**EXTRACTED MATERIAL:**
********************

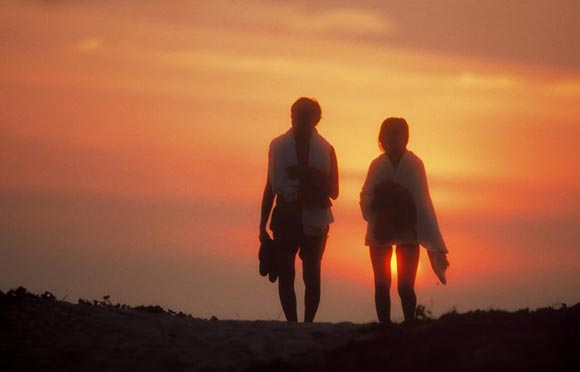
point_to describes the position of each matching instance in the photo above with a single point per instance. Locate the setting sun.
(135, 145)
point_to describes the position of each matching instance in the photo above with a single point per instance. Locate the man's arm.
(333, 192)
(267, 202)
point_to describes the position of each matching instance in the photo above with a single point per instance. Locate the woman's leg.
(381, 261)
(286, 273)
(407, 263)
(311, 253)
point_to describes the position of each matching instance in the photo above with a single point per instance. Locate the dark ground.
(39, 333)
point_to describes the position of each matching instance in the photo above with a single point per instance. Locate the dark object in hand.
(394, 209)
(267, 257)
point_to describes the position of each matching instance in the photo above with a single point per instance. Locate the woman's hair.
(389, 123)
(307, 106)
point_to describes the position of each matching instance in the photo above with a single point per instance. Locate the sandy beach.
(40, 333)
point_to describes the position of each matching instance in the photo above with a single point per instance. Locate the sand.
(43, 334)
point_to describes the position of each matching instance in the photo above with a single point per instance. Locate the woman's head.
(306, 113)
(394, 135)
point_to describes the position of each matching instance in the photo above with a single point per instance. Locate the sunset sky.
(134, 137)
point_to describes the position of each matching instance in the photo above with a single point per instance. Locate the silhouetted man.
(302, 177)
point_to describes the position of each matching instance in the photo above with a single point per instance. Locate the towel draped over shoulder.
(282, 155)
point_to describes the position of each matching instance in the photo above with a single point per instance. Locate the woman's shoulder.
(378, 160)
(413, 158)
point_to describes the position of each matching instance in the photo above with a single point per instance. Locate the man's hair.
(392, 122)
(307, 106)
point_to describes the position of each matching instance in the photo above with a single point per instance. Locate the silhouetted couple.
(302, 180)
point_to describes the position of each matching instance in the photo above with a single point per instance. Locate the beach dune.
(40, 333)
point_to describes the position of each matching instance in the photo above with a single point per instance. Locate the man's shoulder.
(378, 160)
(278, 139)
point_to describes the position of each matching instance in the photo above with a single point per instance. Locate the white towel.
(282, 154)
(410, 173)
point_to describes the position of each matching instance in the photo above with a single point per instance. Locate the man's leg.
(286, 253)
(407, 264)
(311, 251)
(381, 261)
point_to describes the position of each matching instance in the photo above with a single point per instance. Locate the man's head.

********************

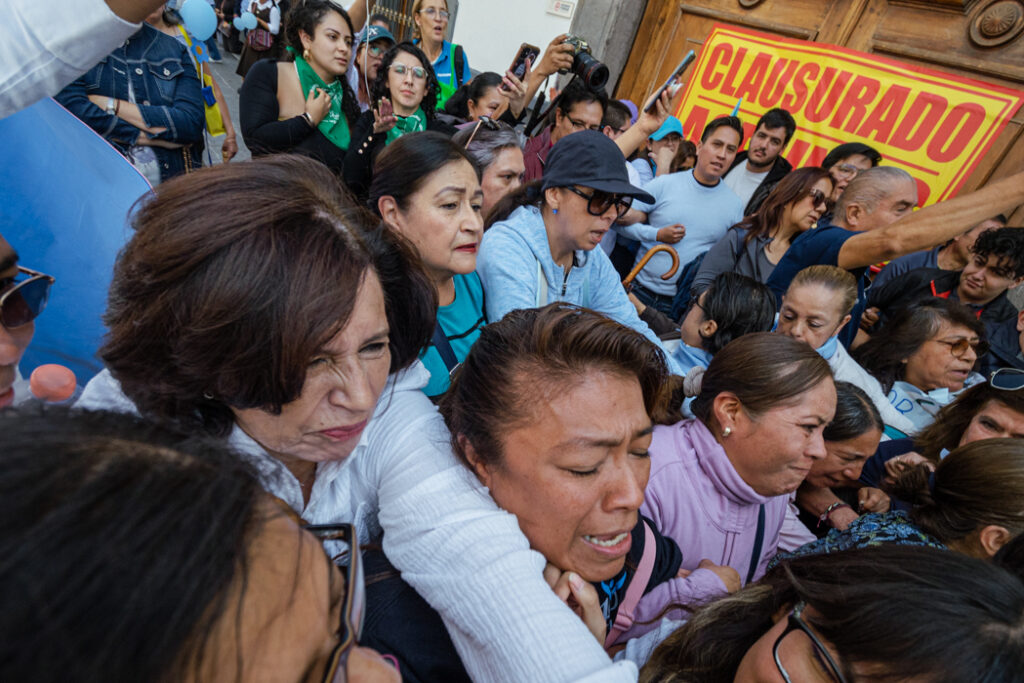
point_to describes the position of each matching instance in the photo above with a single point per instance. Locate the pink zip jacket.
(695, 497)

********************

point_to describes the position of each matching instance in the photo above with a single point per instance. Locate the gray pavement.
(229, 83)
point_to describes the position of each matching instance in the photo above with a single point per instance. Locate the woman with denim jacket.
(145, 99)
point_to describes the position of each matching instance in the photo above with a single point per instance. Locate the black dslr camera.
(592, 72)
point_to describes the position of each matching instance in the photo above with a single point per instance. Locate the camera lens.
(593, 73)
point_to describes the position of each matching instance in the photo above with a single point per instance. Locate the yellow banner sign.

********************

**EXERCISE BRIEF:** Pull out every one of the rows above that contains the word "head", and copy each one in full.

**RESPONSE:**
point_to describes the position of each matching instance in the photo above with a single point per instance. Locate the woman's head.
point_to describes the position of each matching instance in the photo above with a single point per instance. Locate the man's head.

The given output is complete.